Speaking at the event, Health Minister Dao Hong Lan called on parents and caregivers to get children vaccinated fully and on schedule, for the health of the children through regular vaccinations and vaccination campaigns.
“Vaccination is one of the most important measures to prevent dangerous infectious diseases. Thanks to vaccination, many dangerous infectious diseases are eliminated or controlled. It is estimated that the global Expanded Programme on Immunisation (EPI) prevents two to three million deaths each year,” said Lan.
With the risk of a measles outbreak in the world, including Vietnam, the health ministry has coordinated with WHO and UNICEF to develop and issue a campaign to provide a vaccine against measles in 2024 with 1,134,200 doses of vaccine funded by the Australian Government.
The campaign will be deployed at educational units and medical facilities in districts at risk of measles outbreaks. Vaccines are provided free of charge for children aged one to ten, along with medical staff at risk at medical examination and treatment facilities and those who have not had the required number of vaccinations as prescribed.

Point-per-instance localization data:
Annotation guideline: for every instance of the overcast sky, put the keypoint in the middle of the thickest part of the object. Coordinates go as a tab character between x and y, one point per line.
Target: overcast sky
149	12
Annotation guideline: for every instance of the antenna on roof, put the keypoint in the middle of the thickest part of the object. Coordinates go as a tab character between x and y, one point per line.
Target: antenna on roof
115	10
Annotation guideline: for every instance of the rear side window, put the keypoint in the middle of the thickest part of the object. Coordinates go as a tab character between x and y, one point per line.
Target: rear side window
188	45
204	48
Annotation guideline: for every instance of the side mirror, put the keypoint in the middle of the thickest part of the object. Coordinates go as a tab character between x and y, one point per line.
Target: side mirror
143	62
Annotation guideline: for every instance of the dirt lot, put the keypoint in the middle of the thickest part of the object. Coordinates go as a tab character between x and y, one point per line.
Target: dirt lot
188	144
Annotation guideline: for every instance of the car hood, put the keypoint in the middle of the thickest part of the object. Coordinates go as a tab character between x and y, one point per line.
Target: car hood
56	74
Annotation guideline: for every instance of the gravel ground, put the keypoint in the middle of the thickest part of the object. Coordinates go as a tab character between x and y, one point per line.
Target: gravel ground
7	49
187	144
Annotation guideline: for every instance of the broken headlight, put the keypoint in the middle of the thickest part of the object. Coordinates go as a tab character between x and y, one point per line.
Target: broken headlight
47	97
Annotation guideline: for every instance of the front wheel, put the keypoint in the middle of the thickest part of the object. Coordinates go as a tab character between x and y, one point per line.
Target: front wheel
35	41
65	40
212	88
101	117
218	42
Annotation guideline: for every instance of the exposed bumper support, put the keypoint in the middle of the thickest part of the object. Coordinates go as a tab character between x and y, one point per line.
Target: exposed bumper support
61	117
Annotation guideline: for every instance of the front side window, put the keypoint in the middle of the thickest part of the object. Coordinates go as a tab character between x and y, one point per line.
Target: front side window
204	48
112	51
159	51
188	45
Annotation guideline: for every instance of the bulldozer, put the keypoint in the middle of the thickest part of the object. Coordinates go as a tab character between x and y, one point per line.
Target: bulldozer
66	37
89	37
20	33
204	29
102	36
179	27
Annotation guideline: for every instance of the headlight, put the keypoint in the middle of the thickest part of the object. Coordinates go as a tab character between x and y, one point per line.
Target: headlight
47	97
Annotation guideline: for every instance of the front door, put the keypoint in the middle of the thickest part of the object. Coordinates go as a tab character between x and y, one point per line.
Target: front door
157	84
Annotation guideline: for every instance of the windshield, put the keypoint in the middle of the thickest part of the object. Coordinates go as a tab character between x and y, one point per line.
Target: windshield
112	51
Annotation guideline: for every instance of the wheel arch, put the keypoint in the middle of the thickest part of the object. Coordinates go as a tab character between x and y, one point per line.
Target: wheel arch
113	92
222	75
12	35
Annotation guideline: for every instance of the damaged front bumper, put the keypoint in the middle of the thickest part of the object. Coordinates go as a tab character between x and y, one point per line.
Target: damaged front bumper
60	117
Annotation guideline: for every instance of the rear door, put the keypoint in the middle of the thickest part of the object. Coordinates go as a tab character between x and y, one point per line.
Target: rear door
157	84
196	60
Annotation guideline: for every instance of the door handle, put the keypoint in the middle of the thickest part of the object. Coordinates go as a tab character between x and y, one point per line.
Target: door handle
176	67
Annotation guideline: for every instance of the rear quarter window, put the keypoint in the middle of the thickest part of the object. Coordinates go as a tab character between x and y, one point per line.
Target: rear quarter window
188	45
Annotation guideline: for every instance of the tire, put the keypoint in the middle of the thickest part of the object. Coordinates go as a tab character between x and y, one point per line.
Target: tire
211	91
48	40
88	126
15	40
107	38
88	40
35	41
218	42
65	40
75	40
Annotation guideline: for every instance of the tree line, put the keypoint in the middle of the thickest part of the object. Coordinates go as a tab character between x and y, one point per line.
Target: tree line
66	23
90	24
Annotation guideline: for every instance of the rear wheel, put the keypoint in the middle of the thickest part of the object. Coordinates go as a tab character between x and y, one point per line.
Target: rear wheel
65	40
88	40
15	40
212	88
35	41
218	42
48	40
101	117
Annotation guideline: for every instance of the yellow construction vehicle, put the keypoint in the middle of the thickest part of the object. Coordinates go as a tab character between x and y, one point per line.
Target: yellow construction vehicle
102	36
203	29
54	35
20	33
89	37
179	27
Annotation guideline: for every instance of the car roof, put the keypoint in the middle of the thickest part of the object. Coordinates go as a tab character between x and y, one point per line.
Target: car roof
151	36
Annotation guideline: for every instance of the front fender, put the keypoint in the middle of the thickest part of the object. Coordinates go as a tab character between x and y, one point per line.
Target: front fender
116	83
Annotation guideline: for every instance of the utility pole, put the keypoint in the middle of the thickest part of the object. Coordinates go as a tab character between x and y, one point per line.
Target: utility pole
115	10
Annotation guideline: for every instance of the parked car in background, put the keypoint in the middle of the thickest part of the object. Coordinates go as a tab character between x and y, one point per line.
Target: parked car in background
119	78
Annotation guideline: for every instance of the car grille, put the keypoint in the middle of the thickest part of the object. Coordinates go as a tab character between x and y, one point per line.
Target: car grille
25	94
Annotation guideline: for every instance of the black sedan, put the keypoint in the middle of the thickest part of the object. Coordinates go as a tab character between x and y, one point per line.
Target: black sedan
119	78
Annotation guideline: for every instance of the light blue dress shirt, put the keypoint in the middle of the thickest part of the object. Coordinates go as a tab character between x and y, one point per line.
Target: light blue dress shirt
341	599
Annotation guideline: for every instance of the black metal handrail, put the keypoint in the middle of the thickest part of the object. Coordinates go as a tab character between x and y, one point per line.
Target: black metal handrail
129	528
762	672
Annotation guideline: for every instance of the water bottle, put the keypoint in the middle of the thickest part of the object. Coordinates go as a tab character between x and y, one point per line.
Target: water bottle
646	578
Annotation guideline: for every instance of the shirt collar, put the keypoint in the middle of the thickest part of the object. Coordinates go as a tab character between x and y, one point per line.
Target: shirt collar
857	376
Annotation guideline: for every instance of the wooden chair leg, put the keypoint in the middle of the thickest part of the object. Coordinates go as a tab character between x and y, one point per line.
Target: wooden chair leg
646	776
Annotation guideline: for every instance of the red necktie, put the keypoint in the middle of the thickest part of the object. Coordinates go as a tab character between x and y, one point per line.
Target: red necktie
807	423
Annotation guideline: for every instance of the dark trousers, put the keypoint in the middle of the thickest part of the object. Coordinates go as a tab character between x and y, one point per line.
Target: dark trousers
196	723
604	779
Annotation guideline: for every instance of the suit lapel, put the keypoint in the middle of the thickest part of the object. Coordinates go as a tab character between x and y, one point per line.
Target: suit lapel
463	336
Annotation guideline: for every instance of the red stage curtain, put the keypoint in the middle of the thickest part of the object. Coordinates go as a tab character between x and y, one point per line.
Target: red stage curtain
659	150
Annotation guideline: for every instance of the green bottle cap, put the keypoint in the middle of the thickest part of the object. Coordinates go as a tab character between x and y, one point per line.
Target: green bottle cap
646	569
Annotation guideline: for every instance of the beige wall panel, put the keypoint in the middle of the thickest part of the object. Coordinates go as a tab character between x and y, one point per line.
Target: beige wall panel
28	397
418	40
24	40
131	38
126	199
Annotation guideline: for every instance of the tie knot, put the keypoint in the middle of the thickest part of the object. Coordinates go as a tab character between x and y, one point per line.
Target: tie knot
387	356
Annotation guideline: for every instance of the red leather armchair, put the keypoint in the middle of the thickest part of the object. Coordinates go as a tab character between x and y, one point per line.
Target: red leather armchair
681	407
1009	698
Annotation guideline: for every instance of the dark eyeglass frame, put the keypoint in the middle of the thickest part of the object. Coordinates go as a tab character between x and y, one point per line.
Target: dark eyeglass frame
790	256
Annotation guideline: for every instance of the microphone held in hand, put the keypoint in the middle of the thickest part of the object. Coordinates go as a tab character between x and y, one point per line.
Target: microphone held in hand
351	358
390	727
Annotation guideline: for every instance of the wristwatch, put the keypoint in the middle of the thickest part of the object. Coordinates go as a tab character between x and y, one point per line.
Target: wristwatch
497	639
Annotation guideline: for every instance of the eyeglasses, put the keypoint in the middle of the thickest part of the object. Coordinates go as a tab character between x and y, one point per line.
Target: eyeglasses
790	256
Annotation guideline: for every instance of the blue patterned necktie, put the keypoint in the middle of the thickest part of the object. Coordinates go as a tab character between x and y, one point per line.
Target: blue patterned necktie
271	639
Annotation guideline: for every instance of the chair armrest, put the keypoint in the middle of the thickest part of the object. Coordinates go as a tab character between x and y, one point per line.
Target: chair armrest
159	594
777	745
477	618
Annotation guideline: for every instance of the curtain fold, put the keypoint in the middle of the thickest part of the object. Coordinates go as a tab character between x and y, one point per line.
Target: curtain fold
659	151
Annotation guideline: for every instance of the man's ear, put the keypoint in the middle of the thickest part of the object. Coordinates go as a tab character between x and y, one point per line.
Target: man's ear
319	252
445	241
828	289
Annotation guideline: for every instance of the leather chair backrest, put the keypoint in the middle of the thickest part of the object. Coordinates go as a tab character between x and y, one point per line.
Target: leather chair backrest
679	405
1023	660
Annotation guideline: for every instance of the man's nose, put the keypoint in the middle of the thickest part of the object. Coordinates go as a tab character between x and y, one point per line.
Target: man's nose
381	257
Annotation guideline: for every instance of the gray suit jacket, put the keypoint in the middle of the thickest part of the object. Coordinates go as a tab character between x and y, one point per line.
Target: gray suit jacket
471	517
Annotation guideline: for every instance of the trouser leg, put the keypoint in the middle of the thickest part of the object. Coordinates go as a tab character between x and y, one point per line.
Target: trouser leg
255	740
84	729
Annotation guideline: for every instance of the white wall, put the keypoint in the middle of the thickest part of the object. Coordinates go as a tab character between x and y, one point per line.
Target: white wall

- **Exercise A**
Say whether each statement agrees with the vaccination text, answering yes or no and quoting the deciding words: (i) the Australian Government funds the measles vaccine doses; (ii) the free vaccines are for children aged one to five; (iii) the campaign will be deployed only at medical facilities.
- **Exercise B**
Please quote the vaccination text, starting with "The campaign will" and going on through "vaccinations as prescribed.".

- **Exercise answer A**
(i) Yes: "1,134,200 doses of vaccine funded by the Australian Government."
(ii) No: "Vaccines are provided free of charge for children aged one to ten."
(iii) No: "The campaign will be deployed at educational units and medical facilities."

- **Exercise answer B**
The campaign will be deployed at educational units and medical facilities in districts at risk of measles outbreaks. Vaccines are provided free of charge for children aged one to ten, along with medical staff at risk at medical examination and treatment facilities and those who have not had the required number of vaccinations as prescribed.